Reading text ->
· · · · · · ·

Guerilla Toss Album Cover

Guerilla Toss – FAMOUSLY ALIVE

Genre: Experimental Rock

Favorite Tracks: “Heathen In Me,” “I Got Spirit,” “Famously Alive,” “Mermaid Airplane”

Guerilla Toss claims to be based out of upstate New York, but if you told me they came from a star at the edge of our known universe, I would 100% believe you. Their sound is a cosmic mishmash of synthetic funk, psychedelic rock, and electropop grooves that could move just about anyone to the dancefloor. As the band gained popularity, their output increased. They released records on James Murphy’s DFA label and lent themselves to a couple of remix albums. They finally came into their own on 2017’s GT ULTRA, sounding like Yeah Yeah Yeahs on IT’S BLITZ mixed with Belew-era King Crimson. So, consider FAMOUSLY ALIVE (their fifth full-length album and first for Sub Pop) a rebirth. Guerilla Toss have refined its sound to be the positive force we need in the world right at this moment.

Like most Guerilla Toss records, FAMOUSLY ALIVE encompasses something beyond a casual listening experience. Over the course of 34 minutes, the band manages to expand their sound beyond anything they’ve released before and capture an amount of energy we haven’t heard from them since GT ULTRA. Singer Kassie Carlson’s voice is hidden by even more AutoTune and vocal effects than in the past, which could be as a detriment to a lesser band. Instead, it mutates Carlson’s vocal abilities to that of a synthesizer, changing her dynamic range and making her sing like more of an instrument than a human. She compliments the already tripped-out bass lines and warbly synth on dreamy tracks like “Wild Fantasy” and “Pyramid Humm.”

· · · · · · ·

Exercise tasks ->
[1] For each statement about the album review, answer yes or no and quote the words of the review that decide it: (a) FAMOUSLY ALIVE is the band's first album on Sub Pop. (b) FAMOUSLY ALIVE runs longer than 40 minutes. (c) Kassie Carlson's voice carries less AutoTune on this record than on earlier ones.
[2] Resume the review of Guerilla Toss's FAMOUSLY ALIVE after its final sentence, adding one paragraph in the same voice.
The lines after the album review are separate material with no connection to it.

Rows from a segmentation dataset ->

· · · · · · ·

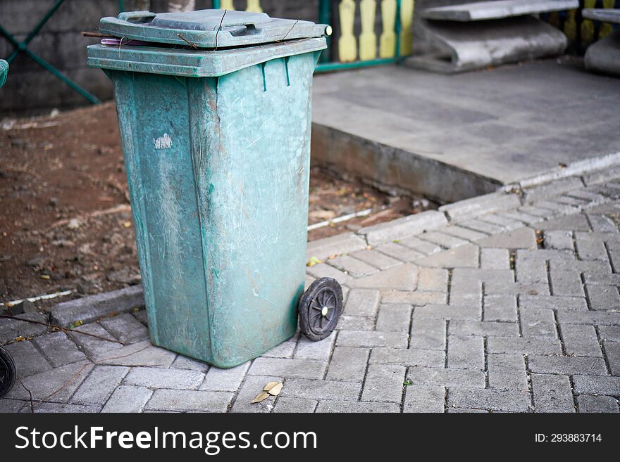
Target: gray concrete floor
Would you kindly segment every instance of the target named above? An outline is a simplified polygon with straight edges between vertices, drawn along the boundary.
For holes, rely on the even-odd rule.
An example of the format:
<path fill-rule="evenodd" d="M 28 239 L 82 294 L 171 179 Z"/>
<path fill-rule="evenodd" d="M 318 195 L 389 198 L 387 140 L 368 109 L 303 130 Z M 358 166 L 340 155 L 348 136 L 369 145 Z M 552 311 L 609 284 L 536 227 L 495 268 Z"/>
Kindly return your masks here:
<path fill-rule="evenodd" d="M 620 151 L 620 80 L 576 58 L 456 75 L 380 66 L 314 84 L 315 124 L 494 183 Z"/>

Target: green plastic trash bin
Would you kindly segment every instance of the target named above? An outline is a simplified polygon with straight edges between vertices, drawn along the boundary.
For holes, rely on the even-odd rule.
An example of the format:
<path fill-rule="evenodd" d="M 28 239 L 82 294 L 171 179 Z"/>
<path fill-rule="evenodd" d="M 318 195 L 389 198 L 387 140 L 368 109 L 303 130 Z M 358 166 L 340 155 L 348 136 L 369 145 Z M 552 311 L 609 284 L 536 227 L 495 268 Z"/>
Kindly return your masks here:
<path fill-rule="evenodd" d="M 152 342 L 219 367 L 302 330 L 342 290 L 304 292 L 312 74 L 328 26 L 204 10 L 104 18 L 88 64 L 113 82 Z M 301 303 L 299 303 L 302 298 Z"/>
<path fill-rule="evenodd" d="M 6 76 L 8 75 L 8 63 L 4 59 L 0 59 L 0 86 L 6 82 Z"/>

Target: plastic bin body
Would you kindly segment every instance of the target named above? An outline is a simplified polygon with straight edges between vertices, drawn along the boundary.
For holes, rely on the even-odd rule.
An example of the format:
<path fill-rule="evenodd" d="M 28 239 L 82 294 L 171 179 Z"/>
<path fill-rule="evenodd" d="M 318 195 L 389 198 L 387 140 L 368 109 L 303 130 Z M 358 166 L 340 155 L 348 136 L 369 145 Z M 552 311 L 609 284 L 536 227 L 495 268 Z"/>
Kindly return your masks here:
<path fill-rule="evenodd" d="M 232 367 L 297 328 L 320 51 L 183 77 L 208 72 L 132 48 L 114 63 L 110 47 L 89 47 L 89 63 L 114 85 L 151 339 Z M 164 70 L 113 69 L 149 53 Z M 213 52 L 190 54 L 213 62 Z"/>

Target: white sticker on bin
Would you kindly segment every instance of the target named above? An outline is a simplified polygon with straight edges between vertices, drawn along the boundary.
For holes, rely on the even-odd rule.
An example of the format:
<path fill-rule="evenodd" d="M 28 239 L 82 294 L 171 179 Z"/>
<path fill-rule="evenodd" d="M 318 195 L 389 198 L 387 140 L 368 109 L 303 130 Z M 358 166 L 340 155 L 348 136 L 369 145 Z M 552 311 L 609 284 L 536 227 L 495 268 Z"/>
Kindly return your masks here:
<path fill-rule="evenodd" d="M 167 133 L 164 133 L 163 136 L 154 139 L 153 142 L 155 143 L 155 149 L 170 149 L 172 147 L 172 139 Z"/>

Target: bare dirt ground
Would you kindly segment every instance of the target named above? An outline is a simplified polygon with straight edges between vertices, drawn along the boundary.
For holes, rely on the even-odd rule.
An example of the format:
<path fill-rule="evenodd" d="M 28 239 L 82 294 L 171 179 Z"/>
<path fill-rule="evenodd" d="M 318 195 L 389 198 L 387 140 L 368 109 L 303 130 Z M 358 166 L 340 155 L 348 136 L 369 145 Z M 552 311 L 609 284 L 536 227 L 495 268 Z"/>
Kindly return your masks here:
<path fill-rule="evenodd" d="M 125 174 L 112 103 L 4 121 L 0 301 L 68 290 L 78 297 L 140 282 Z M 368 208 L 372 213 L 311 231 L 309 239 L 430 207 L 421 198 L 390 196 L 313 167 L 309 224 Z"/>

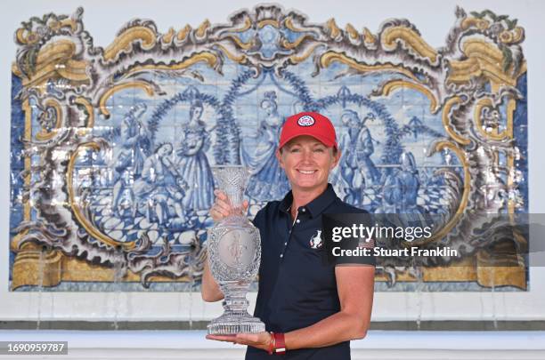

· · · · · · ·

Per-task answers ->
[1]
(a) Yes: "their fifth full-length album and first for Sub Pop"
(b) No: "Over the course of 34 minutes"
(c) No: "hidden by even more AutoTune and vocal effects than in the past"

[2]
Guerilla Toss have traveled to earth to be your intergalactic cheer squad, which we all desperately need as we navigate the pressure of our turbulent era. On “I’ve Got Spirit,” the band pumps up the crowd with the chant, “I don’t care if I don’t have it / I don’t need it / I’ve got spirit!” Carlson promotes self-love and believing in oneself in the build-up of “Live Exponential,” singing, “I’m feeling godly, but just for me.” Another pulsating and repetitive chant comes on “Excitable Girls,” which features a keyboard line reminiscent of Van Halen’s “Jump.” The record ends with the brilliant “Heathen In Me,” as Carlson, in her clearest and confident voice, sings the title along with ‘80s arena rock guitars.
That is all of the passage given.